→ Your objective
Transcribe the data in full, keeping each line exactly as it appears.

→ Data for review
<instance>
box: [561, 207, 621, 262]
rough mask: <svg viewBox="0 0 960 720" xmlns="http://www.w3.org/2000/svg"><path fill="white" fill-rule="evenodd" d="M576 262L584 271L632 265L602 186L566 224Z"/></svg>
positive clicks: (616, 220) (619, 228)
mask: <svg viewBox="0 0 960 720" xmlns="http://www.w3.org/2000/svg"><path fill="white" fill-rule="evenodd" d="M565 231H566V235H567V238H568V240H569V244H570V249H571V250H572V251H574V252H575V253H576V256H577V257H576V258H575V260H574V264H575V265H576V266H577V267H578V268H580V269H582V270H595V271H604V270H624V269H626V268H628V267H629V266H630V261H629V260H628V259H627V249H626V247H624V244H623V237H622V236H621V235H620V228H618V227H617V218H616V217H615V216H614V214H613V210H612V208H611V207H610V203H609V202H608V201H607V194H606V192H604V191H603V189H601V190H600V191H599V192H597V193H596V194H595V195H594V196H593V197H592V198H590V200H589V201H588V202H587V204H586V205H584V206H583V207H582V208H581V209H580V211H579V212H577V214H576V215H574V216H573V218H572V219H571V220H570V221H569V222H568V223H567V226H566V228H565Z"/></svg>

→ Task answer
<instance>
box: [561, 207, 621, 262]
rough mask: <svg viewBox="0 0 960 720" xmlns="http://www.w3.org/2000/svg"><path fill="white" fill-rule="evenodd" d="M576 262L584 271L632 265L602 186L566 224Z"/></svg>
positive clicks: (616, 220) (619, 228)
mask: <svg viewBox="0 0 960 720" xmlns="http://www.w3.org/2000/svg"><path fill="white" fill-rule="evenodd" d="M565 231H566V235H567V238H568V240H569V244H570V249H571V250H572V251H574V252H575V253H576V256H577V257H576V258H575V260H574V264H575V265H576V266H577V267H578V268H580V269H582V270H595V271H604V270H624V269H626V268H628V267H629V266H630V261H629V260H628V259H627V249H626V247H624V244H623V237H622V236H621V235H620V228H618V227H617V218H616V217H615V216H614V214H613V210H612V208H611V207H610V203H609V202H608V201H607V194H606V192H604V191H603V189H601V190H600V191H599V192H597V193H596V194H595V195H594V196H593V197H592V198H590V200H589V201H588V202H587V204H586V205H584V206H583V207H582V208H581V209H580V211H579V212H577V214H576V215H574V216H573V218H572V219H571V220H570V221H569V222H568V223H567V226H566V228H565Z"/></svg>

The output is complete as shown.